**TEXT PROVIDED**.
Melting and consolidation of minerals are the main factors that affect the structure and particle morphology of the sintered bed. The transformation process can be described as “solid-phase material→molten liquid phase→solidified phase.” The initial temperature of the melting is related to the composition of the solid-phase mixture. The melting initiation temperature and melting rate are expressed as follows [25].

$$\begin{array}{l}{T}_{m,ini}=1380+21.22A{l}_2{O}_3+3.35Si{O}_2-1.8flux\\ R_{melt}=0.001\cdot \left(T_s-T_{m,ini}\right)\cdot {\rho }_s.\end{array}$$

(15)

2.3. NOx Generation and Reduction Model

The particle size of solid fuel coke during iron-ore sintering is generally 0–5 mm, which is similar to that of coal powder in a fluidized bed but relatively different from that in a pulverized coal furnace. The flue gas produced by coke combustion stays longer in the pore and coke-surface powder than does that produced by pulverized coal combustion, and the former is more conducive to NOx reduction. The temperature during sintering generally does not exceed 1400 °C, and thermal NOx forms through N₂ oxidation in air at high temperature. When the temperature is lower than 1800 K, almost no thermal NOx is generated. Therefore, the models considered in the FGRS include mostly fuel NOx formation and reduction by coke particles and CO. Figure 1 shows the char-N conversion process during combustion.

2.3.1. Fuel NOx Formation Model

The solid fuel in iron-ore sintering primarily comprises coke particles and a small amount of anthracite. The volatile content is generally 1%–2%, so the NOx generated by volatiles is neglected and only char-N conversion is considered. After the coke particles begin to burn, char-N is oxidized to form NOx. According to previous research, the reaction equation is Char-N+O₂→NOx. The fuel NOx formation rate adopts the following model [21,34].

**MATERIAL SHOWN**.
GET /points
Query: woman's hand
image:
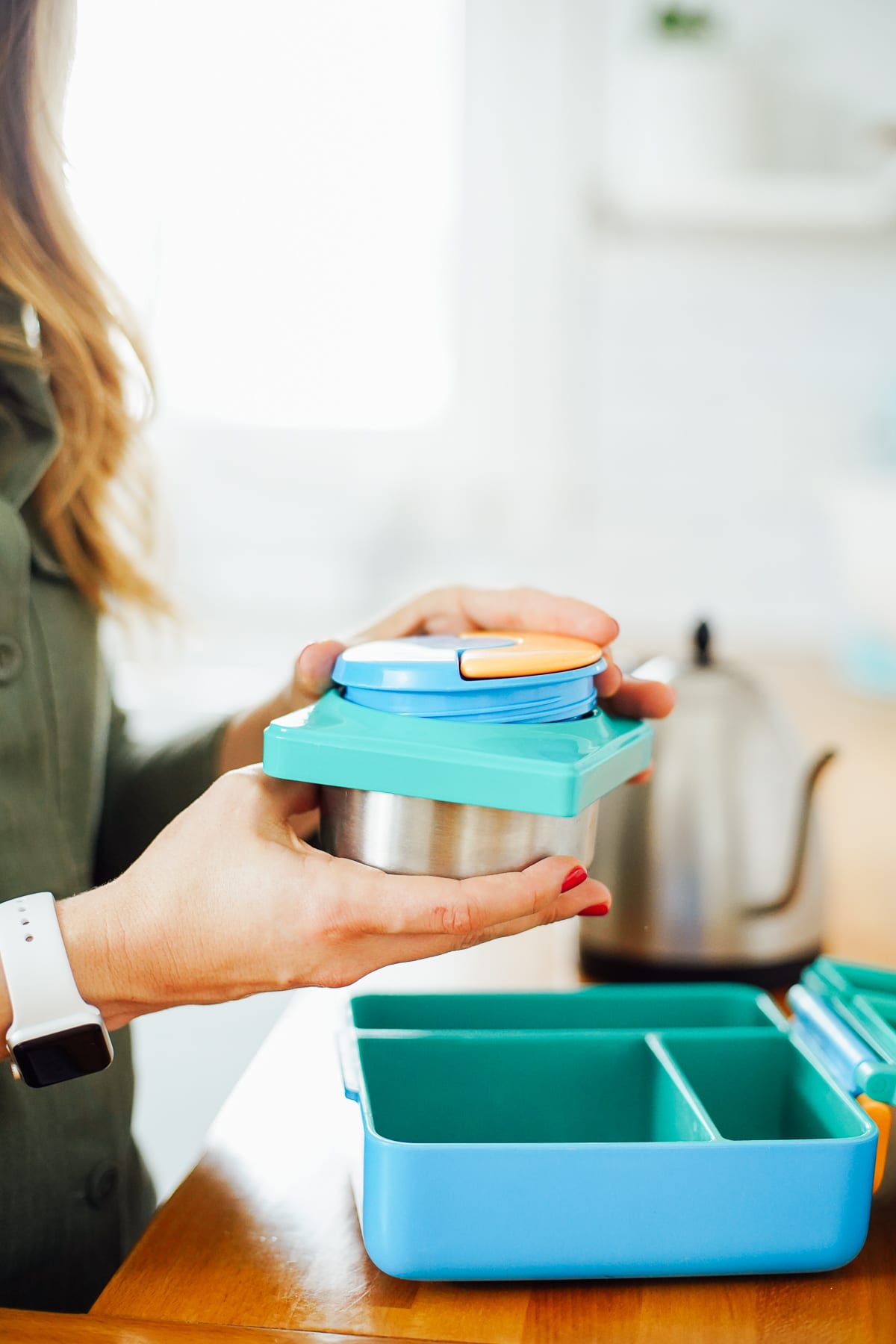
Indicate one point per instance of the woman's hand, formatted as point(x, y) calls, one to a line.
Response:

**EXERCISES TO COMPLETE**.
1. In the iron-ore sintering text, what is the usual particle size range of the solid fuel coke?
2. Count the lines of the records that contain the string "woman", and give only that number.
The text and the records come from unrelated sources.

**SOLUTIONS BY TASK**.
1. It is generally 0–5 mm.

2. 2